▶ Short problem: Copy out the lines from the one that has "of the driver" through the one that has "[[317, 72], [16, 193]]", replacing "metal armco barrier" with "steel guardrail" and keeping everything else the same.
(begin)
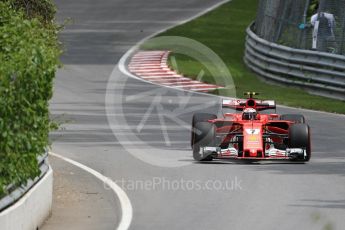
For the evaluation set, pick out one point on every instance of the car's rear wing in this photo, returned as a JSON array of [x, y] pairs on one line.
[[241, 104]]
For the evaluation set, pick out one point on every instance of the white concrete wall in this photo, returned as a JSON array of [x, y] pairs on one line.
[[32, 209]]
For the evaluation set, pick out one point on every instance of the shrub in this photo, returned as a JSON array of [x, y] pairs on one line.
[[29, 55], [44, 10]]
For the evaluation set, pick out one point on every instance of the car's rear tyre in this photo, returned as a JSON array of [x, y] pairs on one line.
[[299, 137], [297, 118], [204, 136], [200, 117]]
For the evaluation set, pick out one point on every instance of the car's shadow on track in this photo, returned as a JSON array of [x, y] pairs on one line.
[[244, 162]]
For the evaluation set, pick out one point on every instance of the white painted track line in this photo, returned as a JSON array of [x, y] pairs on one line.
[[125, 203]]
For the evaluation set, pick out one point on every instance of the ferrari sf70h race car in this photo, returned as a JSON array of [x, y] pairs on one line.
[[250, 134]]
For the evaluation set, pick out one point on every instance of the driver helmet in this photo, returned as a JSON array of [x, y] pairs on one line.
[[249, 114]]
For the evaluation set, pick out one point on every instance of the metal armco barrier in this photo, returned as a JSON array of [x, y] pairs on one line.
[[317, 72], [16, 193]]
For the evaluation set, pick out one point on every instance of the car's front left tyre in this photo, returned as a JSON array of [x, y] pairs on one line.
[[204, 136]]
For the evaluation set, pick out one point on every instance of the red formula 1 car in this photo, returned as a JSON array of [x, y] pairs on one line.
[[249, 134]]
(end)
▶ Correct answer:
For the evaluation set, pick out one point on every instance of the driver helmet in this photo, returned as a JSON array of [x, y] pairs on one line.
[[249, 114]]
For the evaluation set, pick out one point on every instance of the steel guardrail in this photo, returned as a JSON array of [x, y] pairs on one line.
[[317, 72], [16, 193]]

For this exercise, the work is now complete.